## A fazer
**1)** Segundo o texto sobre DogMan, em qual festival o filme marca a primeira participação de Besson na competição principal?
**2)** Diga se cada afirmação concorda com o texto sobre DogMan e cite as palavras dele que decidem: (a) DogMan chega depois de um intervalo de quatro anos sem novo trabalho de Besson; (b) DogMan é um típico filme sobre animais de estimação; (c) a história começa em uma noite ensolarada.
**3)** Dê continuidade ao texto sobre DogMan a partir do ponto em que ele termina.

## Texto apresentado

Após um hiato de quatro anos, Luc Besson finalmente entregou um novo trabalho: DogMan. O filme marca sua primeira participação na competição principal do prestigiado Festival de Cinema de Veneza, sugerindo que por baixo do exterior do gênero policial existe uma obra única com emoções profundas. Isso se alinha com a posição consistente de Besson de que a essência do cinema (arte) é a expressão própria porque é a única coisa capaz de um confronto genuíno com a realidade.
A maioria do público associa Besson a filmes como O Profissional, Lucy e Taken. Embora possam parecer semelhantes às produções comerciais de Hollywood, um olhar mais atento revela o cuidado humano e os temas emocionais que os diferenciam das produções de massa.
DogMan segue o exemplo. Embora o filme apresente centenas de cães, está longe de ser um típico “filme sobre animais de estimação”; em vez disso, retrata o lado feroz desses animais. Simultaneamente, o personagem principal, um “amante de cães” não convencional, desafia a percepção do público: ele é ingênuo, mas complexo, elegante, mas selvagem, e louco, mas com o coração partido, espelhando sua vida.
A história começa em uma noite chuvosa. Um guarda de trânsito, percebendo uma "senhora" ensanguentada, questiona a situação. Só quando a pessoa se vira é que percebe que é Douglas, um homem com pernas deficientes, e dentro de seu carro estão centenas de cachorros. Douglas pronuncia uma frase: "Contanto que você não me machuque, eles não farão mal a você".

## Dados fornecidos
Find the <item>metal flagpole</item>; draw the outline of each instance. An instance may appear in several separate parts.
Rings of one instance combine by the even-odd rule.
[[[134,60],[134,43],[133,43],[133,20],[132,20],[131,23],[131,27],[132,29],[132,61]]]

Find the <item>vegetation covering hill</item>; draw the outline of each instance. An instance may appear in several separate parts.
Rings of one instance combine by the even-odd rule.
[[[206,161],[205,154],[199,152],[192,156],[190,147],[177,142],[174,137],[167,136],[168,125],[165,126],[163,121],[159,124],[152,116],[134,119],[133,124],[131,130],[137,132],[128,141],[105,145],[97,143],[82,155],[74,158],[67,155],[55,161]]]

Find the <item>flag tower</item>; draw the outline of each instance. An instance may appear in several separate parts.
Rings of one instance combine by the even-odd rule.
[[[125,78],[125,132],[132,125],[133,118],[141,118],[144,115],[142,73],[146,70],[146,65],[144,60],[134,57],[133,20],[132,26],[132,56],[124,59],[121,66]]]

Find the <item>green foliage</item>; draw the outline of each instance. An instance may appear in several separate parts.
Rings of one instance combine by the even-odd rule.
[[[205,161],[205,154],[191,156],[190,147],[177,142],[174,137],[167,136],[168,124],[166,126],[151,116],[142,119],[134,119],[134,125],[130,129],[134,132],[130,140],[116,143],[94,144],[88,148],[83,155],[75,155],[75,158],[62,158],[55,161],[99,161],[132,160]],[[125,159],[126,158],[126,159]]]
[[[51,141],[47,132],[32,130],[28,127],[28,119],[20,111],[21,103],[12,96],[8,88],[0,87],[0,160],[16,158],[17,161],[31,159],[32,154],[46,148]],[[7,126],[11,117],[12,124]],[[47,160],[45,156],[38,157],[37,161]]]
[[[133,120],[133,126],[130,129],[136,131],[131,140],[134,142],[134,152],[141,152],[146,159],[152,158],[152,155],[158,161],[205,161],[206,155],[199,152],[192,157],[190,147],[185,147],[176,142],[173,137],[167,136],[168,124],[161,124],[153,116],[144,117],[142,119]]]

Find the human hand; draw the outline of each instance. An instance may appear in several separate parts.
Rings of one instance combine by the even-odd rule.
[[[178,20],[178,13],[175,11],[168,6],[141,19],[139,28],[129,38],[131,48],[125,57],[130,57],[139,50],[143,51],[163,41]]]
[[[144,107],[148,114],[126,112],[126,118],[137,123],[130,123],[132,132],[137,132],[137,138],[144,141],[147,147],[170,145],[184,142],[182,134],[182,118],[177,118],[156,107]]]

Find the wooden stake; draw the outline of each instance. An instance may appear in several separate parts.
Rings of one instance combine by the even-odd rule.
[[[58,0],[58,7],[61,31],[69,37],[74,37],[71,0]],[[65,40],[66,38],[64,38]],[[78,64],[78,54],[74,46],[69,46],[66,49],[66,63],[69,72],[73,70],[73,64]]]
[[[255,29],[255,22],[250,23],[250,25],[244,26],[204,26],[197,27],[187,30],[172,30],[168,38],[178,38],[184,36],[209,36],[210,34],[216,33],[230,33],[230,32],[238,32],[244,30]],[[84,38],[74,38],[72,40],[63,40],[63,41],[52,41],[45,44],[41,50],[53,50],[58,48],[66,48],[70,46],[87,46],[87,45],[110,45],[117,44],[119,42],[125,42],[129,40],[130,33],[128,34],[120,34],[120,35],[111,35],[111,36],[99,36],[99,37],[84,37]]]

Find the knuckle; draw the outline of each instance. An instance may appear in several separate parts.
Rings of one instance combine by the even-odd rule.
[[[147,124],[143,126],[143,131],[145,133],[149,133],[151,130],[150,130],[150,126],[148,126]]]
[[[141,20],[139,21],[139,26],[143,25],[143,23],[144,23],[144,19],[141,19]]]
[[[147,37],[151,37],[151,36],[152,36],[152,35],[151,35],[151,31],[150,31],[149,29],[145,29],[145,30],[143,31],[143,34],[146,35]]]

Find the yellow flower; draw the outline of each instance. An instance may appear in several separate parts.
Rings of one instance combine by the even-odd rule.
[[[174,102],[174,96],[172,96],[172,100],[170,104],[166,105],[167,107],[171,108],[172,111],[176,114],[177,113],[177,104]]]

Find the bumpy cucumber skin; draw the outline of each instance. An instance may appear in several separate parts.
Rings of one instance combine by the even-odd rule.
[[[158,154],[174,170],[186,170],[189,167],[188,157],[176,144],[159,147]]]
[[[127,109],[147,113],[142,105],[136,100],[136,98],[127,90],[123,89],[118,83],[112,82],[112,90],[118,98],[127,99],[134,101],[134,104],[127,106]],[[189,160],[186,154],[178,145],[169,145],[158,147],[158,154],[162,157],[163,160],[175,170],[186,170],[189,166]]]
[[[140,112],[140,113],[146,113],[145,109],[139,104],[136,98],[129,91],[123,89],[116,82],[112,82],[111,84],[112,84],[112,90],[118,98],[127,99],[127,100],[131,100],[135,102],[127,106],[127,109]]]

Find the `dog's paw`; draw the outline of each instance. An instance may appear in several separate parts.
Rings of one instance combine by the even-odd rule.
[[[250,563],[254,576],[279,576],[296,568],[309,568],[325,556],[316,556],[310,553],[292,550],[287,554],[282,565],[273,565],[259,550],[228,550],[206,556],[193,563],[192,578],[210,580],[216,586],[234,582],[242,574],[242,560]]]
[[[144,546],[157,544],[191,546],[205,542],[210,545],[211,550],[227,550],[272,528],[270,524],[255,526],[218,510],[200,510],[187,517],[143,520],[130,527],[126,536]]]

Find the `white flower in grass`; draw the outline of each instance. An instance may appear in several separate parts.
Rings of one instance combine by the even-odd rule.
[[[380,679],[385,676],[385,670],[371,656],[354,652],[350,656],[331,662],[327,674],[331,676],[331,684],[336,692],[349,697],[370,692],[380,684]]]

## Respostas
**1)** No Festival de Cinema de Veneza.

**2)** (a) Sim: "Após um hiato de quatro anos". (b) Não: "está longe de ser um típico". (c) Não: "A história começa em uma noite chuvosa."

**3)**
Naquela noite, Douglas, acompanhado por seus cães, matou mais de uma dúzia de gangsters; sua antiga residência está agora repleta de cadáveres. Uma psiquiatra é chamada à delegacia para traçar o perfil do caso e os motivos. Através de suas entrevistas graduais, Douglas se abre, revelando suas lutas mentais e desvendando a vida turbulenta por trás desse crime. Ele é um criminoso, mas também uma vítima deste mundo.
Douglas nasceu em uma família extremista, suportando desde muito jovem a crueldade do pai, vivendo enjaulado com cães. Seu pai chegou a atirar nele, causando ferimentos graves, como uma bala alojada na coluna.
Resgatado deste tormento, Douglas transitou de um ambiente familiar brutal para a crueldade do mundo. Por sua deficiência, enfrentou rejeição e solidão, embarcando em uma dolorosa jornada por vários orfanatos. Ele cresceu como um pária evitado pela sociedade; felizmente, tinha seus companheiros leais, os cães poderosos e fiéis, parte indispensável de sua vida.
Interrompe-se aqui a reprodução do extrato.